Provided data:

-- begin --

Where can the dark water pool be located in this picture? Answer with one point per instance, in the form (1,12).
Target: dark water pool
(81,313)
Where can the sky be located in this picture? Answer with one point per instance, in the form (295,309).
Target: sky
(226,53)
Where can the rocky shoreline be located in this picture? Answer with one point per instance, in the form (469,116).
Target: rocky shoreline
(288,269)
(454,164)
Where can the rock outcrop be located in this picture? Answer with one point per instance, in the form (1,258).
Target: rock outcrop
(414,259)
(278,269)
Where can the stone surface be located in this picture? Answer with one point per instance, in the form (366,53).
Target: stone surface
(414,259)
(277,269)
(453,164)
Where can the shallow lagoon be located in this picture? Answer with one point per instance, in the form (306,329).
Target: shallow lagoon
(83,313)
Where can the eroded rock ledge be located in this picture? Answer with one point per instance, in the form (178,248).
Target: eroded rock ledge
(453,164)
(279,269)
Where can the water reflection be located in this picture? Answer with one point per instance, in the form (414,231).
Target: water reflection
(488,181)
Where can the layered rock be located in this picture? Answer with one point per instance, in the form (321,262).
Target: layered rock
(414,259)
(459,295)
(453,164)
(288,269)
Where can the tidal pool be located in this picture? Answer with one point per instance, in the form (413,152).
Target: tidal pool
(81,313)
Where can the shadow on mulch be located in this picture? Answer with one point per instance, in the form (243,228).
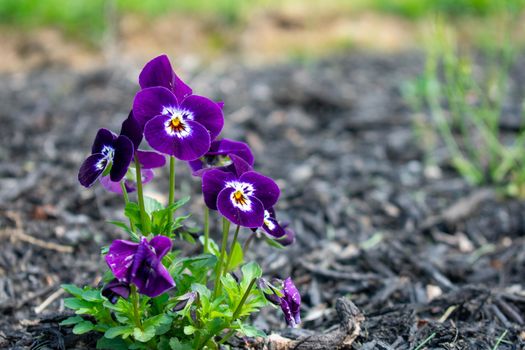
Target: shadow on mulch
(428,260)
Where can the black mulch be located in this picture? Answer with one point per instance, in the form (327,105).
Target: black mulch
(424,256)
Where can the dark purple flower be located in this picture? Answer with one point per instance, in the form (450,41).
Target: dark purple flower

-- end --
-- begin --

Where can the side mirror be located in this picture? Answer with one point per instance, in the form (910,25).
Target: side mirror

-- end --
-- begin --

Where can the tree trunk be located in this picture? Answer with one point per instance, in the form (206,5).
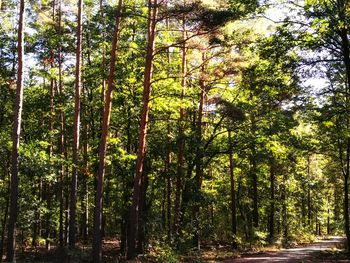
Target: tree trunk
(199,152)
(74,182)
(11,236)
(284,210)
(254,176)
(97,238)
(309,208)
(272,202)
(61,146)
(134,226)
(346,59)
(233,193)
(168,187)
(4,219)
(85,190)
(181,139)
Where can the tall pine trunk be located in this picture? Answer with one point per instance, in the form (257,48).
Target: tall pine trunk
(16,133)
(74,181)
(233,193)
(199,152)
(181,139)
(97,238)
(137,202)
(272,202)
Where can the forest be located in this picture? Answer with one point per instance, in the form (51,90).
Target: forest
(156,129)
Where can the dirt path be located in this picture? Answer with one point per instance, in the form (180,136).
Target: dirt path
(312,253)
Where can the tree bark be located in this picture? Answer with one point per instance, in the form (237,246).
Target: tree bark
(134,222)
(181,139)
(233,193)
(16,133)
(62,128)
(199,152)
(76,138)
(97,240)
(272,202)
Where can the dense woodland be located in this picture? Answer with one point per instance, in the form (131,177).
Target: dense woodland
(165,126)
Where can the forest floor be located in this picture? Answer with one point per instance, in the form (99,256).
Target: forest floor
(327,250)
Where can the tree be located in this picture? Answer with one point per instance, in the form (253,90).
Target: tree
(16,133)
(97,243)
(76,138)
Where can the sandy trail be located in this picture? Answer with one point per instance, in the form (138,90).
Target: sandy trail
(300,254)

-- end --

Exercise goal: Turn the rows above into a numbered list, beginning at the line that contains "Where can the dark purple" and stopping after the line that contains "Target: dark purple flower". Leave out any blank lines.

The result:
1. Where can the dark purple flower be located in this picture? Answer with one point per instance, in the form (450,41).
2. Target: dark purple flower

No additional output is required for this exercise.